Brano scelto ->
Grazie a uno sguardo come il suo, oggi sappiamo perché il carcere non redime: il detenuto, lungi dal pensare di essere stato beccato, spesso pensa la prossima volta dovrò stare più attento a non farmi prendere.

Grazie alle sue ricerche, oggi comprendiamo che la psichiatria e la psicoterapia hanno dei limiti invalicabili: le famiglie dei pazienti, che sono spesso la culla e la gabbia di chi soffre di disagi mentali.

Grazie alla sua fiducia nel nuovo, oggi siamo anche invasi dai figli dei figli dei figli dei figli del suo pensiero: da quelli di Palo Alto - che ormai sembra un film western - ai piennellisti, dagli improvvisati ipnotisti ai professori universitari che a pappagallo ripetono come dei mantra le lezioni di Bateson.

Eppure lui l'aveva scritto a chiare lettere in Mente e natura: ogni spiegazione - anche quelle dell'aula universitaria - non è altro che la proiezione di una descrizione, ossia il racconto che forniamo, su di una tautologia, ovvero il sistema di regole implicite che stiamo accettando a scatola chiusa perché non si può dimostrare.

Queste regole, sul fondo del nostro modo di pensare, sono il contesto nel quale ognuno di noi fa quadrare i conti con la realtà.

Per questo siamo diversi, per questo nessuno di noi è meglio degli altri.

Ma tutto questo è stato lui a dirlo per primo: almeno in questo lui è meglio di noi.

Esercizio -> Nel brano su Bateson, individua tutti i gruppi che vengono citati come figli dei figli del suo pensiero.

[Righe da un dataset di puntamento]
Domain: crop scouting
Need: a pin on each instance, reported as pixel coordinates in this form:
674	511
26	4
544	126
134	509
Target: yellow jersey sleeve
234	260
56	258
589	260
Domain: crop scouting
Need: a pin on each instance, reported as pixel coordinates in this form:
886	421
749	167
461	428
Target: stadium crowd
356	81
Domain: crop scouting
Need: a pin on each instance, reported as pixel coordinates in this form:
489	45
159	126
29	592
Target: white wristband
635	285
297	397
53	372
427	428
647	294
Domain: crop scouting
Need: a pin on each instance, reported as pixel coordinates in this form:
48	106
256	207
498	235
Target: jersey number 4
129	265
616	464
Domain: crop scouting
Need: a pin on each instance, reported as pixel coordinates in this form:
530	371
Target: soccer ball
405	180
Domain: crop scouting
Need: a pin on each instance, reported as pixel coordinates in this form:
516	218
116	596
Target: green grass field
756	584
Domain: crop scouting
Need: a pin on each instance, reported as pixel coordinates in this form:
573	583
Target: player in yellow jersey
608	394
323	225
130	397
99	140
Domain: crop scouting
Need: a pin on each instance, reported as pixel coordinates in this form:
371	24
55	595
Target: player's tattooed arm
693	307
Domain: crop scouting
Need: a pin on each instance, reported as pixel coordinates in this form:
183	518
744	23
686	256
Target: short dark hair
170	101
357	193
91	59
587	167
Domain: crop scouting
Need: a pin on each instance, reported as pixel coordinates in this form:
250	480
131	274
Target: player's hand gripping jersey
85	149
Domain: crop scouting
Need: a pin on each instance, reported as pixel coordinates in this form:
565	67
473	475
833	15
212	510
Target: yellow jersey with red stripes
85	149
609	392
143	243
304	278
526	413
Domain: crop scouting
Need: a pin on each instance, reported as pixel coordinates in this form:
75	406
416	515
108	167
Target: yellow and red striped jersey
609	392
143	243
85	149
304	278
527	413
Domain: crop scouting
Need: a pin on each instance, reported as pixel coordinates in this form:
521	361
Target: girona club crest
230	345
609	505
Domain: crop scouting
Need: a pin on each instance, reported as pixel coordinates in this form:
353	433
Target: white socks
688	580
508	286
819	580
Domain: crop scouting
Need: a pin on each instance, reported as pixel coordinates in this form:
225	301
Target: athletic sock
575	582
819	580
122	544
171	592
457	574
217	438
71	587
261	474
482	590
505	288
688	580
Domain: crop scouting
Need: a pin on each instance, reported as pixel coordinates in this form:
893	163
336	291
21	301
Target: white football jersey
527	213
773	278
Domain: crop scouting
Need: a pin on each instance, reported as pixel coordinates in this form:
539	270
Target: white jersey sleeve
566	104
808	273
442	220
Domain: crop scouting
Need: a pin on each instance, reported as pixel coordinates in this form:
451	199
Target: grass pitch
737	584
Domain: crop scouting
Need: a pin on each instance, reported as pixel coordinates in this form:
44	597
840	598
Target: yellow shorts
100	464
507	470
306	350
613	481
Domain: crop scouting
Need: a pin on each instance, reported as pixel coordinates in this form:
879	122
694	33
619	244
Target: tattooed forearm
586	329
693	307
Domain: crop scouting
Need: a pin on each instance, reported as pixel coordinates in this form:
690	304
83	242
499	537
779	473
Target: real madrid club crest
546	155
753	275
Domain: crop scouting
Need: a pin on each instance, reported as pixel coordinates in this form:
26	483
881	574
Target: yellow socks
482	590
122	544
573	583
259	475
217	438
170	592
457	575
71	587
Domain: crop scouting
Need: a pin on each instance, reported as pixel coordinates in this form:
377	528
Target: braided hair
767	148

Soluzione ->
- quelli di Palo Alto
- i piennellisti
- gli improvvisati ipnotisti
- i professori universitari che a pappagallo ripetono come dei mantra le lezioni di Bateson